» **EXCERPTED TEXT**
Inspired by the 1960s sit-ins, Billings NIOT members stage a series of eat-ins to support the owners of vandalized restaurants
By Cindy Konecny
In the late Spring of 2008 Billings, MT, was hit with a wave of hate-motivated vandalism. It began with hate graffiti spray painted on the building of Papa Eddie’s Grill and a brick thrown through one of the windows of the minority-owned business. The brick had a swastika and the words “scum out” painted on it and the same words and sign were spray painted on the building.
That same week four other minority-owned businesses were vandalized with the words “scum out” and “white power” painted on them. The Rimrocks set above the north side of the city were also tagged with over a 100-feet of white supremacist graffiti and a large Nazi flag.
The local newspaper offered a $1,000 reward for information leading to the arrest and conviction of the vandals and published a message against the hateful acts: “This vandalism is offensive to all citizens of Billings. This is a growing city that welcomes a diversity of residents and businesses. Such cowardly, mean-spirited attacks are an affront to all of us that live or work in this great city. People of goodwill must not ignore these attacks. We must speak out strongly to denounce racism, prejudice and damage to property.”

» **STUDY MATERIAL**
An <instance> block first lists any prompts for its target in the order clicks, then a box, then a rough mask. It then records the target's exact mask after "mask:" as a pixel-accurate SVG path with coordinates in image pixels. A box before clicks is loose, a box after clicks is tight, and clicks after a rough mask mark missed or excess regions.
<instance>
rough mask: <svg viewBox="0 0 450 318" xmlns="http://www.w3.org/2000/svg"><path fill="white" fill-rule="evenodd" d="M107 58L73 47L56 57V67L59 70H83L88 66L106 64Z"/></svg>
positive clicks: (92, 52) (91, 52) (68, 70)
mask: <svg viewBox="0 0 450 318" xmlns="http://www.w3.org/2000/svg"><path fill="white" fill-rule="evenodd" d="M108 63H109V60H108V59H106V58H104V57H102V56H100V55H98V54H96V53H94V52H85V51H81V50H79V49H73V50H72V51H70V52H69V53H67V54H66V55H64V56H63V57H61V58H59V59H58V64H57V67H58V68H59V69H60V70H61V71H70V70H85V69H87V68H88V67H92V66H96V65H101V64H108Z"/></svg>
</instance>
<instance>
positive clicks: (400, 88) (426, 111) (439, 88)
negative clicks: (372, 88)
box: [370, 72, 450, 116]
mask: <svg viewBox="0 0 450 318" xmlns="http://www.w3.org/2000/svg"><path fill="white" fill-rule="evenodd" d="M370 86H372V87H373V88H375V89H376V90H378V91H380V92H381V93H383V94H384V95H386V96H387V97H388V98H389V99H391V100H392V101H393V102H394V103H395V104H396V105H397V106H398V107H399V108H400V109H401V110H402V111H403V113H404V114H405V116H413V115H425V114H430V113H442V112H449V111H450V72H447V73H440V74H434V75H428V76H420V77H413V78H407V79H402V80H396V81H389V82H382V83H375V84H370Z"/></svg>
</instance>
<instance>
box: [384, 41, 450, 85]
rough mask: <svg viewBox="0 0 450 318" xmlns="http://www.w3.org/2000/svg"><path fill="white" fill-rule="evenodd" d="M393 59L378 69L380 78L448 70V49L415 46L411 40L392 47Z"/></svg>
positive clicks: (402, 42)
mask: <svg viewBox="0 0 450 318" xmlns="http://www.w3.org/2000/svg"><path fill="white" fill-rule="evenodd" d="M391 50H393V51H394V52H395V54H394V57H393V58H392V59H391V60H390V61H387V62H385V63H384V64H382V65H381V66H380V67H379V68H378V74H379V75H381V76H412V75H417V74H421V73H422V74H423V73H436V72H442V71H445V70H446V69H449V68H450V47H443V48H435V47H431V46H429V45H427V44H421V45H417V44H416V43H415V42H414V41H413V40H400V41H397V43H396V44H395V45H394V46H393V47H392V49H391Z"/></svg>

» **TO DO**
Could you repeat everything from "Inspired by the" down to "on the building." in the text on the Billings eat-ins, swapping "graffiti" for "markings"?

» **FINISHED TASK**
Inspired by the 1960s sit-ins, Billings NIOT members stage a series of eat-ins to support the owners of vandalized restaurants
By Cindy Konecny
In the late Spring of 2008 Billings, MT, was hit with a wave of hate-motivated vandalism. It began with hate markings spray painted on the building of Papa Eddie’s Grill and a brick thrown through one of the windows of the minority-owned business. The brick had a swastika and the words “scum out” painted on it and the same words and sign were spray painted on the building.